• DIRECTIVE:
Transcribe the material without any changes, starting at the line that contains "of the gray" and ending with the final line of the material.

• AVAILABLE RECORDS:
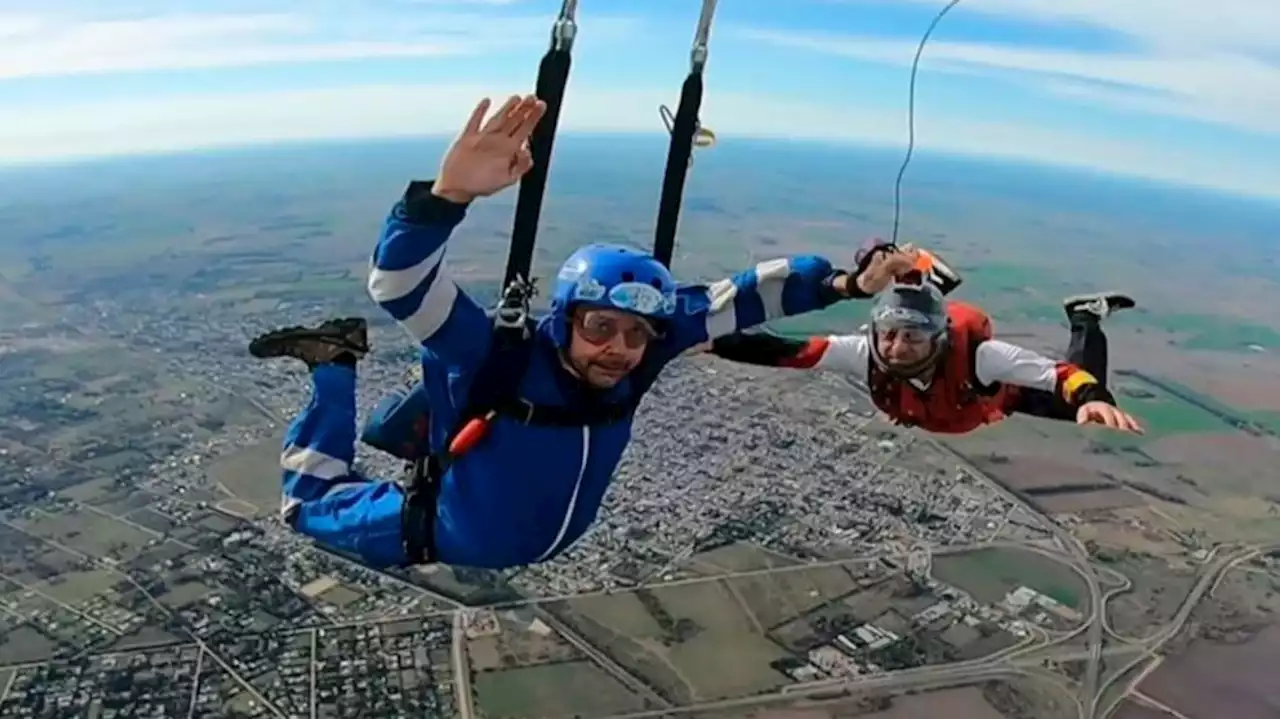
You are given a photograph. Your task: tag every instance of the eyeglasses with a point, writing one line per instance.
(906, 335)
(597, 328)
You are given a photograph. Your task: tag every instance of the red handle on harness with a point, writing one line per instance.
(471, 434)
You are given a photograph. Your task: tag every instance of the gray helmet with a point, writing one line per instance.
(909, 307)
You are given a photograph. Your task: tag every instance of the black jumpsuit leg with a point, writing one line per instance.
(1088, 351)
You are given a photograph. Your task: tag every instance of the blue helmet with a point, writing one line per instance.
(611, 276)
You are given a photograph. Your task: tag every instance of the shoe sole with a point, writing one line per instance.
(270, 346)
(1092, 296)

• REPLY:
You are given a photograph. Your task: tag every instance of the gray helmet with a point, writing one line per instance.
(909, 307)
You are given a photograph. Your task: tag every instance of the black jumpsuit leg with a point, writing one line per instance.
(1088, 351)
You are given a photograph. Your task: tag every instance of the blue helmet with a point, writing one line per instance.
(611, 276)
You are given a photograph. Your task: tag every instance of the shoe sole with a point, writing one line per instance.
(270, 346)
(1092, 296)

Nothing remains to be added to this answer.